The Idaho Air National Guard was formed in large part by Lieutenant Colonel Thomas Lanphier. Serving in the Pacific Theater Fifth Air Force during World War II, he was one of the P-38 Lightning pilots credited with shooting down Japanese Admiral Isoroku Yamamoto on 18 April 1943. He stood up the 190th Fighter Squadron receiving federal recognition on 13 October 1946. Most of Idaho's early airmen were also World War II veterans. The 190th was formed with 23 officers and 44 enlisted airmen at a small building in downtown Boise. They had nothing, no buildings, no money or equipment. Receiving F-51D Mustangs, the squadron moved to Gowen Field in 1947 and has been there ever since.

18 September 1947, however, is considered the Idaho Air National Guard's official birth concurrent with the establishment of the United States Air Force as a separate branch of the United States military under the National Security Act. The initial mission of the Idaho ANG was the air defense of the state. On 1 July 1955 the 190th Fighter-Interceptor Squadron was authorized to expand to a group level, and the 124th Fighter Group (Air Defense) was allotted by the National Guard Bureau, extended federal recognition and activated.

Today, the Idaho ANG performs a worldwide ground-air support mission, along with a forward air controller training mission and support for active-duty USAF training missions.

## Recorded data
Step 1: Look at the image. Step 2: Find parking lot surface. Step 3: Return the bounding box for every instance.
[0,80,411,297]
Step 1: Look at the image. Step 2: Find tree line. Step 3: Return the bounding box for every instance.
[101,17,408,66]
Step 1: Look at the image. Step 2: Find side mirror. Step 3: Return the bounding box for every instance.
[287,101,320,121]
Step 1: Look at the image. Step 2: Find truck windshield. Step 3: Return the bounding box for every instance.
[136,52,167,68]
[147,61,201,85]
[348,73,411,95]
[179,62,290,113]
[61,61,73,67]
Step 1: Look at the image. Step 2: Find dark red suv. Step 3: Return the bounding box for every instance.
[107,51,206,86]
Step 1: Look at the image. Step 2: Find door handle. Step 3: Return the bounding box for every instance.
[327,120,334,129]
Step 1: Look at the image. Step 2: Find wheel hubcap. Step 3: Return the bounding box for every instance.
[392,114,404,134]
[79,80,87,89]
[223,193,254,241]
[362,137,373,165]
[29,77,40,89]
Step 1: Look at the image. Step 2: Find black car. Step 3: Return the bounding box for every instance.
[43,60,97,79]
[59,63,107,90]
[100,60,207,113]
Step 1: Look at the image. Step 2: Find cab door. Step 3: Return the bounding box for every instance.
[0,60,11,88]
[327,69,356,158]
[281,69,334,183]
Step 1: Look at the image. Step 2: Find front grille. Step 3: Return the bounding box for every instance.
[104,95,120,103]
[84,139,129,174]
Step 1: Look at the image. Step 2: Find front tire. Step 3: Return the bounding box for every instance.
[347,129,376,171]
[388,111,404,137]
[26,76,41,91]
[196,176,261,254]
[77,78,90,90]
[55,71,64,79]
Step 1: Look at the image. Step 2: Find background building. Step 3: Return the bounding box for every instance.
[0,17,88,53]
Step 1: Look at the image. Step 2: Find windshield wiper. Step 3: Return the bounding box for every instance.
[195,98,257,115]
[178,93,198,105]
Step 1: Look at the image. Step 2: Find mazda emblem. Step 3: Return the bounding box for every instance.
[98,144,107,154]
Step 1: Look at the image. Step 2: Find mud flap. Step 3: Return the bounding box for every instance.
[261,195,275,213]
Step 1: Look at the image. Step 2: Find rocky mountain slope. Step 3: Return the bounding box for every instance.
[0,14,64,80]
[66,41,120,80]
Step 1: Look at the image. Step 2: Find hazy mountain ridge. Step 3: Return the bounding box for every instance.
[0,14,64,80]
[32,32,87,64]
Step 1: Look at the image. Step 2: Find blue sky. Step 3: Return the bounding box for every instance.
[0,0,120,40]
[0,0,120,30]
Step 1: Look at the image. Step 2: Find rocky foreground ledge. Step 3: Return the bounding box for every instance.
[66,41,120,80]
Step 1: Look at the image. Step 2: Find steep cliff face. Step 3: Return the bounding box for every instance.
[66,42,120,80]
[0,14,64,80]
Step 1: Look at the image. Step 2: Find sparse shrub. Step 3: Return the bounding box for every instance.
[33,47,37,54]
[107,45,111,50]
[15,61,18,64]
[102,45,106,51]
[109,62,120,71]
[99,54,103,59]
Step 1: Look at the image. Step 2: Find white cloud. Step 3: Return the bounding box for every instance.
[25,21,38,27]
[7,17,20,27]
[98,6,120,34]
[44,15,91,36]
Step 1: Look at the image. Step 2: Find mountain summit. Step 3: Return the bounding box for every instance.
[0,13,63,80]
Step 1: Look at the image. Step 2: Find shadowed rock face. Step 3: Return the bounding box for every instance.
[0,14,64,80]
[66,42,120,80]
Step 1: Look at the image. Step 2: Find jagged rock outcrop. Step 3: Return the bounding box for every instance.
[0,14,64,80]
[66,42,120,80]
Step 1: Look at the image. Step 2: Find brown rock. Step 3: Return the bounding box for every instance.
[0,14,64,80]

## Questions
A - Please list every full date (day, month and year) given in the Idaho Air National Guard passage.
B - Substitute "Idaho Air Guard" for "Idaho ANG" in the Idaho Air National Guard passage between "18 September 1947, however, is" and "USAF training missions.", inclusive, and write out that stretch with the change made.
C - Continue the Idaho Air National Guard passage after its last sentence.

## Responses to the exercise
A - 18 April 1943, 13 October 1946, 18 September 1947, 1 July 1955

B -
18 September 1947, however, is considered the Idaho Air National Guard's official birth concurrent with the establishment of the United States Air Force as a separate branch of the United States military under the National Security Act. The initial mission of the Idaho Air Guard was the air defense of the state. On 1 July 1955 the 190th Fighter-Interceptor Squadron was authorized to expand to a group level, and the 124th Fighter Group (Air Defense) was allotted by the National Guard Bureau, extended federal recognition and activated.

Today, the Idaho Air Guard performs a worldwide ground-air support mission, along with a forward air controller training mission and support for active-duty USAF training missions.

C -
After the September 11 attacks, elements of every Air National Guard unit in Idaho has been activated in support of the global war on terrorism. Flight crews, aircraft maintenance personnel, communications technicians, air controllers and air security personnel were engaged in Operation Noble Eagle air defense overflights of major United States cities. Also, Idaho ANG units have been deployed overseas as part of Operation Enduring Freedom in Afghanistan and Operation Iraqi Freedom in Iraq, as well as other locations as directed.

===Invasion of Iraq friendly fire incident===

As part of the invasion of Iraq and supporting the British portion of that operation called Operation Telic, on March 28, 2003, two 124th Wing A-10 Thunderbolt II aircraft from the 190th Fighter Squadron flew a mission to destroy artillery and rocket launchers from Iraq's 6th Armor Division, dug in 25 mi north of Basra. During the mission, the two A-10 aircraft mistakenly attacked a patrol of four armored vehicles from D Squadron of the British Blues and Royals of the Household Cavalry that were supporting the 16 Air Assault Brigade in Operation Telic. As a result of the attack by the 190th A-10 aircraft, British Lance-Corporal of Horse Matty Hull was killed and five of his colleagues were injured, four seriously.